■ EXERCISE INPUT
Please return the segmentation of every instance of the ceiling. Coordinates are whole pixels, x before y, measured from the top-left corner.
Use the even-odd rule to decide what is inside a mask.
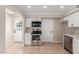
[[[43,5],[31,5],[31,8],[27,8],[27,5],[16,5],[16,7],[25,16],[62,16],[76,8],[76,5],[64,5],[64,8],[60,8],[60,5],[47,5],[47,8],[43,8]]]

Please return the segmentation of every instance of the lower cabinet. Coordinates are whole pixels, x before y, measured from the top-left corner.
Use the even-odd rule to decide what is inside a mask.
[[[70,53],[73,53],[73,38],[72,37],[64,35],[64,48]]]

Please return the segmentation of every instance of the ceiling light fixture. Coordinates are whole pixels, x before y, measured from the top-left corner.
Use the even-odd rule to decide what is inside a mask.
[[[43,6],[43,8],[47,8],[47,6]]]
[[[60,6],[60,8],[64,8],[64,6]]]
[[[27,6],[27,8],[31,8],[31,6]]]

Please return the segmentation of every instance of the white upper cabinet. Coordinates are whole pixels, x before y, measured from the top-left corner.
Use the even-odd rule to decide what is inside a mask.
[[[79,12],[68,17],[68,27],[79,27]]]

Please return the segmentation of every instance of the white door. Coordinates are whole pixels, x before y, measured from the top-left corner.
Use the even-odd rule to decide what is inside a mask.
[[[21,18],[16,18],[14,20],[14,41],[22,42],[22,20]]]
[[[42,19],[42,42],[53,42],[53,19]]]

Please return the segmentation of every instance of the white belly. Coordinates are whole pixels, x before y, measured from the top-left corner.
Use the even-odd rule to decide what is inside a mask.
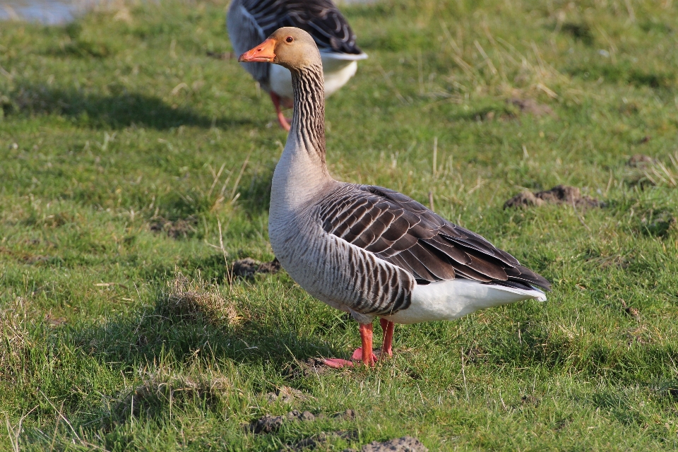
[[[456,279],[417,285],[407,309],[384,317],[396,323],[454,320],[484,308],[525,299],[545,301],[544,292]]]
[[[337,59],[328,54],[321,53],[323,60],[323,76],[325,78],[325,97],[327,98],[346,84],[355,75],[358,64],[353,60]],[[278,64],[270,65],[269,73],[270,89],[282,97],[292,99],[292,74]]]

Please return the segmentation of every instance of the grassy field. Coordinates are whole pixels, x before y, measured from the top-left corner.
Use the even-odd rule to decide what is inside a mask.
[[[430,191],[554,290],[324,373],[304,362],[347,357],[354,321],[284,271],[230,280],[273,257],[285,133],[214,57],[227,6],[126,5],[0,25],[0,449],[678,447],[678,2],[343,8],[369,59],[328,102],[331,172]],[[559,184],[605,206],[503,208]],[[242,426],[292,410],[325,417]]]

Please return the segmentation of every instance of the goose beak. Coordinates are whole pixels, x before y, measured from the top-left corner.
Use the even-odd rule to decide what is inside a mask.
[[[251,50],[240,55],[238,58],[239,63],[273,63],[275,58],[275,40],[269,37],[268,40]]]

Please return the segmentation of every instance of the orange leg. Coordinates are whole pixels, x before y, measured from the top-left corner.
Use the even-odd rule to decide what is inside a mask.
[[[379,324],[383,330],[383,343],[381,345],[381,355],[386,353],[390,357],[393,356],[393,329],[396,323],[388,321],[386,319],[379,319]]]
[[[353,352],[353,361],[362,361],[366,366],[371,367],[376,361],[376,357],[372,352],[372,324],[360,324],[360,340],[362,342],[362,347],[357,348]],[[342,367],[352,367],[353,361],[347,361],[346,359],[340,359],[338,358],[328,358],[324,359],[326,365],[335,369],[341,369]]]
[[[273,102],[273,107],[275,107],[275,113],[278,114],[278,121],[280,123],[280,126],[285,130],[290,131],[290,123],[287,121],[287,118],[285,117],[285,115],[282,114],[282,110],[280,110],[280,96],[278,95],[273,91],[269,93],[270,95],[270,100]]]

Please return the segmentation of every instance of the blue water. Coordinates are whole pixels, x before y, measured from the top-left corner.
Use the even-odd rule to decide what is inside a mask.
[[[0,20],[66,23],[97,3],[97,0],[0,0]]]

■ STATED EXERCISE
Reproduce the lines between the one containing "Please return the segmentation of every instance of the lower" and the one containing "[[[27,6],[27,8],[31,8],[31,6]]]", inclusive, swapping "ceiling light fixture" for "overhead lamp" and leaving everything else unchanged.

■ TASK ANSWER
Please return the segmentation of every instance of the lower cabinet. Coordinates are whole pixels, x before y, measured from the top-left corner.
Use the even-odd rule to decide what is inside a mask.
[[[70,53],[73,53],[73,38],[72,37],[64,35],[64,48]]]

Please return the segmentation of every instance of the overhead lamp. Coordinates are whole pixels, x before y, measured from the top-left corner.
Use the even-odd rule to decide what is inside a mask.
[[[43,6],[43,8],[47,8],[47,6]]]
[[[60,6],[60,8],[64,8],[64,6]]]
[[[27,6],[27,8],[31,8],[31,6]]]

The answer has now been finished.